---------- Ausgangstext ----------

Hinzu kommen die Richtlinien für das Straf- und Bußgeldverfahren (RiStBV),[1] die als Verwaltungsvorschrift für die Staatsanwaltschaft gilt.

Ziele des Strafverfahrens[Bearbeiten]

  • Wahrheitsfindung
  • Rechtsstaatlichkeit (prozessuale und materielle Gerechtigkeit)
  • Rechtsfrieden (inbesondere durch Eintritt von Rechtskraft)

Prozessmaximen[Bearbeiten]

Rechtsstaatsprinzip[Bearbeiten]

Hierunter fallen

  • das Recht auf den gesetzlichen Richter, Art. 101 Abs. 1 S. 2 GG
  • das Recht des Beschuldigten, nicht als Objekt, sondern als Subjekt mit eigenen prozessualen Rechten am Verfahren beteiligt zu werden aus Art. 1 Abs. 1 i.V.m. Art. 2 Abs. 1 GG
  • der Anspruch auf rechtliches Gehör nach Art. 103 Abs. 1 GG
  • der Grundsatz der Verhältnismäßigkeit
  • die Verurteilung nur bei bewiesener Schuld

Offizialprinzip[Bearbeiten]

Nach der Offizialmaxime hat der Staat grundsätzlich das Monopol, öffentliche Anklage zu erheben, § 152 Abs. 1 StPO.

Durchbrochen wird dieser Grundsatz von der Privatklagedelikten nach § 374 Abs. 1, bei denen das private Interesse an der Strafverfolgung regelmäßig das öffentliche Interesse übersteigt.[2] Hier kann die Tat ohne Beteiligung der StA vom Verletzten selbst verfolgt werden. Die StA kann aber auch hier die Strafverfolgung an sich ziehen, indem sie das öffentliche Interesse daran bejaht, §§ 376, 377 Abs. 2 StPO.

Auch bei Antragsdelikten wird das Offizialprinzip eingeschränkt, wobei die StA bei den relativen Anklagedelikten ebenfalls durch Bejahrung des besonderen öffentlichen Interesses an der Strafverfolgung das Verfahren übernehmen kann.

Auch Ermächtigungsdelikte (z.B. die Verunglimpfung des Bundespräsidenten nach § 90 Abs. 4 StGB) schränken das Offizialprinzip ein.

----------

**Aufgaben**
[A] In welcher Vorschrift ist laut Ausgangstext das grundsätzliche Monopol des Staates verankert, öffentliche Anklage zu erheben?
[B] Nenne alle Punkte, die der Ausgangstext unter dem Rechtsstaatsprinzip aufzählt.

---------- Bereitgestellte Auflistung ----------

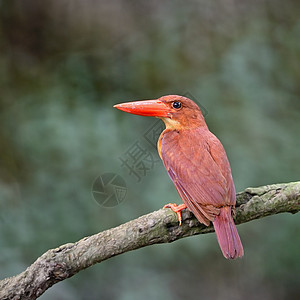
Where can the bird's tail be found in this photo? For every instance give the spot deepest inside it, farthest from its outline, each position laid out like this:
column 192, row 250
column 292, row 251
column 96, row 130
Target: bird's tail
column 227, row 234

----------

**Antworten**
[A] In § 152 Abs. 1 StPO.

[B]
- das Recht auf den gesetzlichen Richter, Art. 101 Abs. 1 S. 2 GG
- das Recht des Beschuldigten, nicht als Objekt, sondern als Subjekt mit eigenen prozessualen Rechten am Verfahren beteiligt zu werden, aus Art. 1 Abs. 1 i.V.m. Art. 2 Abs. 1 GG
- der Anspruch auf rechtliches Gehör nach Art. 103 Abs. 1 GG
- der Grundsatz der Verhältnismäßigkeit
- die Verurteilung nur bei bewiesener Schuld